▶ Your goal
Copy everything from the line containing "Return the mask of every instance of the tree." down to the line containing "POLYGON ((262 98, 272", substituting "oak" for "tree" and leaving everything else unchanged.

## BEGIN Listed entries

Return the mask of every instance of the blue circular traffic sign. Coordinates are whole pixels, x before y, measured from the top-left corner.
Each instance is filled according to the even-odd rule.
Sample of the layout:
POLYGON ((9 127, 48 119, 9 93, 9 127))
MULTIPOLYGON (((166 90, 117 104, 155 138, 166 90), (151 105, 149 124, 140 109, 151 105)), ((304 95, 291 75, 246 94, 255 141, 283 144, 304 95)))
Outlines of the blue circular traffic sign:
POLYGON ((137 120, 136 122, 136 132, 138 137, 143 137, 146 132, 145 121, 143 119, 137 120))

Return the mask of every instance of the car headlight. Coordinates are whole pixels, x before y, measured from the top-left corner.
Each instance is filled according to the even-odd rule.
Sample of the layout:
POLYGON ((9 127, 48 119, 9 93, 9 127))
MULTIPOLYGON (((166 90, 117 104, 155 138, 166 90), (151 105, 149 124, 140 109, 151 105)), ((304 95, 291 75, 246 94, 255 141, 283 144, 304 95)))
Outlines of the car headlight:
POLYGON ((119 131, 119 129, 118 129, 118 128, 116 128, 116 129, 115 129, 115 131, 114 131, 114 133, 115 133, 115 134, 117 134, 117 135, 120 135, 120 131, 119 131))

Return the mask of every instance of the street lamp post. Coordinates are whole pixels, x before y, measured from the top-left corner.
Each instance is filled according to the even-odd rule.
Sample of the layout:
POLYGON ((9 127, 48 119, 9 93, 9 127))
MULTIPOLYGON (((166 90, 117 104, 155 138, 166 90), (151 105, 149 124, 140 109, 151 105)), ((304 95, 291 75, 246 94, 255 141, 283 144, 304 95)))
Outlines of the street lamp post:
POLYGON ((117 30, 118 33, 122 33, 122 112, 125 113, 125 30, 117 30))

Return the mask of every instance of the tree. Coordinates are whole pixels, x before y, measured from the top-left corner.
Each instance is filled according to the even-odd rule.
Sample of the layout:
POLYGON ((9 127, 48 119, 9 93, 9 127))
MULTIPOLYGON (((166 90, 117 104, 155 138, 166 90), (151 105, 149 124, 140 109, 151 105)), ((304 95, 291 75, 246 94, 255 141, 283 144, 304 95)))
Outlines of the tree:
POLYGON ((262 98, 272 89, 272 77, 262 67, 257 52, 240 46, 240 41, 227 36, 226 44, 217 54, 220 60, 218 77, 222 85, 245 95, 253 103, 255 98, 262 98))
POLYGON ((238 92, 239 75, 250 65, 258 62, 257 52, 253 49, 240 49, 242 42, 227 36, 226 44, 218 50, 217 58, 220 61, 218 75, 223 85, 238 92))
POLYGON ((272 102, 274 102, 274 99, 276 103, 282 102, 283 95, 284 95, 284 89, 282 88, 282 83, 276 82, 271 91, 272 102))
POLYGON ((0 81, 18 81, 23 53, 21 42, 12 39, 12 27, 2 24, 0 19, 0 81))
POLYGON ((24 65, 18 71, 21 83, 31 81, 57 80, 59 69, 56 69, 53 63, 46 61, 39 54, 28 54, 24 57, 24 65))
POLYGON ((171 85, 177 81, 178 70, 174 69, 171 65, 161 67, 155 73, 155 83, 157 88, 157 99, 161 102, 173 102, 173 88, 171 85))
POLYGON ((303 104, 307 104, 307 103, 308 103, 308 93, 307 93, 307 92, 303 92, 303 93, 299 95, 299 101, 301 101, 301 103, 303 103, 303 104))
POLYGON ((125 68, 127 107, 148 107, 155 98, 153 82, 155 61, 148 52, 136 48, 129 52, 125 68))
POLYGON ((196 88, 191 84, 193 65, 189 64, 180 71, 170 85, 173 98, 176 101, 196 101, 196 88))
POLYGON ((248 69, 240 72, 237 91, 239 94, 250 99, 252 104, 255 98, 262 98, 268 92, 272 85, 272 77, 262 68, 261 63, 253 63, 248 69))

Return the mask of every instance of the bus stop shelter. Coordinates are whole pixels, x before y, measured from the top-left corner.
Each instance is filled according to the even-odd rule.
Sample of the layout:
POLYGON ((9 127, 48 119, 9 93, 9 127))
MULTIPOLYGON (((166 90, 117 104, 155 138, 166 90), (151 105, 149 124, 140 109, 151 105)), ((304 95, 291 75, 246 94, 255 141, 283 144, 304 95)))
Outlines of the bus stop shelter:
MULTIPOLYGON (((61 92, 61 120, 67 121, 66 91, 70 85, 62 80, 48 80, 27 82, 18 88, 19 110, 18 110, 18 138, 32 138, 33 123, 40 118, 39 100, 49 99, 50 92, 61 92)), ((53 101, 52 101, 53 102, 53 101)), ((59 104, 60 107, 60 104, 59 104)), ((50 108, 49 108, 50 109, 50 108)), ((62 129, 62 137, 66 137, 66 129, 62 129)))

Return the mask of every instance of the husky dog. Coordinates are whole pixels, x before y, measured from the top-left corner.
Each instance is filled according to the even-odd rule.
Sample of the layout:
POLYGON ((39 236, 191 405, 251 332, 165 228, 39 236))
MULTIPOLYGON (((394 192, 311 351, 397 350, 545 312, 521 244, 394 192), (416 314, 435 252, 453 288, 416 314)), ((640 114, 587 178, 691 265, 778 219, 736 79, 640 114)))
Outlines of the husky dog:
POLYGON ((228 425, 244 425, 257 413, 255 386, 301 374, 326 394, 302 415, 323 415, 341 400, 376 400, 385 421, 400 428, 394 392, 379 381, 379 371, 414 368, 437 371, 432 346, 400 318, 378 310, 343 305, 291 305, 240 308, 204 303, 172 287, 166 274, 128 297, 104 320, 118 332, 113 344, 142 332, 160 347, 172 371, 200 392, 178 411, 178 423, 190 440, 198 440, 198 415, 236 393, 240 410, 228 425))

## END Listed entries
## BEGIN Listed entries

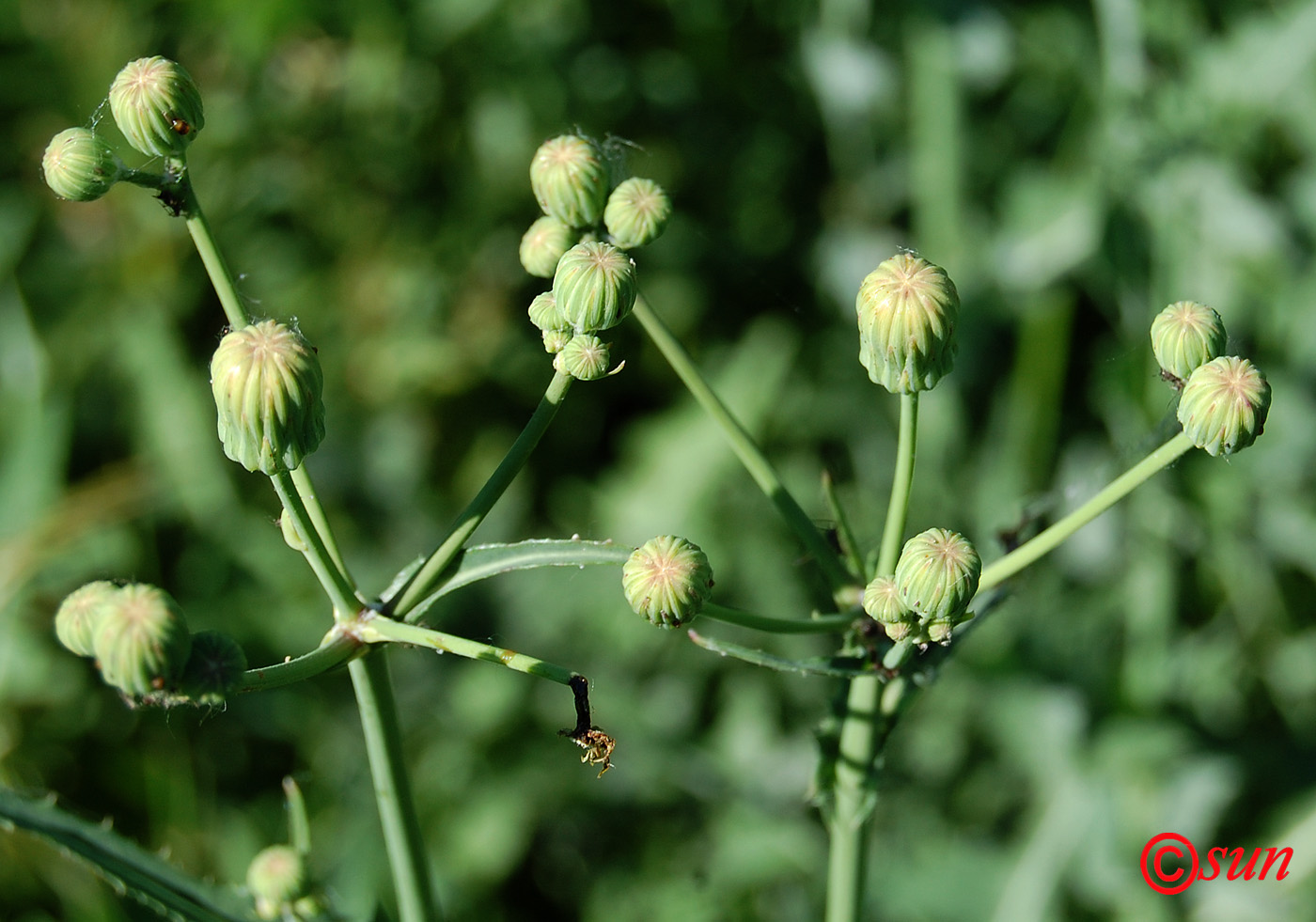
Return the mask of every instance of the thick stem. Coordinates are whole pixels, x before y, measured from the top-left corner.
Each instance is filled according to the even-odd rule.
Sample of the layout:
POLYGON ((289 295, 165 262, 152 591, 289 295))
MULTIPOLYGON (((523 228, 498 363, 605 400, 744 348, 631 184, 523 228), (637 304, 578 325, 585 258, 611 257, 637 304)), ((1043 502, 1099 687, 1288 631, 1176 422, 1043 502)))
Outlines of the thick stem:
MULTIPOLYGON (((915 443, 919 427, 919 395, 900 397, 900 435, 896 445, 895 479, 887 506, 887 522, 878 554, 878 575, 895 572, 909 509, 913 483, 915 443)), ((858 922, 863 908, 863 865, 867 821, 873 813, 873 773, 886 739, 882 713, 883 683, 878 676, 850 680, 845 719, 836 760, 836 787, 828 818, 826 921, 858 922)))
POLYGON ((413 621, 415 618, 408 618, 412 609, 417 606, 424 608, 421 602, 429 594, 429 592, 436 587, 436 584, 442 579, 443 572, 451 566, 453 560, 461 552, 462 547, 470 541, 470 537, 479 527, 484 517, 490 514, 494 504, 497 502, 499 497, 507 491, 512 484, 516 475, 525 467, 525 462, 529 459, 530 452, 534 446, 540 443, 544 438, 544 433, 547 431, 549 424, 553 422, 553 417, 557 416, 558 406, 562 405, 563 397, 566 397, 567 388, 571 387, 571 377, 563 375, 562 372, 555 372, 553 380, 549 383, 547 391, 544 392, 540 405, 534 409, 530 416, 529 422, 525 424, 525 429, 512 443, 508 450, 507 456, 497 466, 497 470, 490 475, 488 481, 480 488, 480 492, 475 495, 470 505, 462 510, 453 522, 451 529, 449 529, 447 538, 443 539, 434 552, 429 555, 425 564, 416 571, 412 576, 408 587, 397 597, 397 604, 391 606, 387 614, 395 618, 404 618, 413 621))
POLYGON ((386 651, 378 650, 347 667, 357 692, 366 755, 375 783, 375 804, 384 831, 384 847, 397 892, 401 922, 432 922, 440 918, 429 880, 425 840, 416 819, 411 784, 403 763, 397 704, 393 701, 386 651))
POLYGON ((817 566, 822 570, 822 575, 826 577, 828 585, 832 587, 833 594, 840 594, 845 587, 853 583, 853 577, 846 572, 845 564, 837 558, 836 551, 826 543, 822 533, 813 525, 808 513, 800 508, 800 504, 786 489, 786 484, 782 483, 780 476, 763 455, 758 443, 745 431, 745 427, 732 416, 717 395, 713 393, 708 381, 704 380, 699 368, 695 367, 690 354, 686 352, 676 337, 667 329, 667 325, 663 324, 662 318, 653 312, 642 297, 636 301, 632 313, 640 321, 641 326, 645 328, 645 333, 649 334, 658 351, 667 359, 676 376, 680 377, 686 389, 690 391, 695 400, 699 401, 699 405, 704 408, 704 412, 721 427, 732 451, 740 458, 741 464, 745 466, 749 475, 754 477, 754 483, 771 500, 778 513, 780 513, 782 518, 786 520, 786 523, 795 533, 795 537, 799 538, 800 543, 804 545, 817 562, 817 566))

## END Listed entries

▶ Result for this task
Return the mask of every instance of the oak. Coordinates are whole pixels, x before y, measured from the top-left corner.
Each instance is filled according to the even-odd rule.
Sample of the layout:
POLYGON ((9 127, 48 119, 9 93, 9 127))
MULTIPOLYGON (((166 90, 117 104, 155 138, 166 90), (151 105, 149 124, 140 109, 151 105)), ((304 95, 291 75, 246 94, 255 141, 283 144, 304 95)))
Outlines of the oak:
POLYGON ((262 98, 272 89, 272 77, 262 67, 257 52, 240 46, 240 41, 227 36, 226 44, 217 54, 220 60, 218 77, 222 85, 245 95, 253 103, 255 98, 262 98))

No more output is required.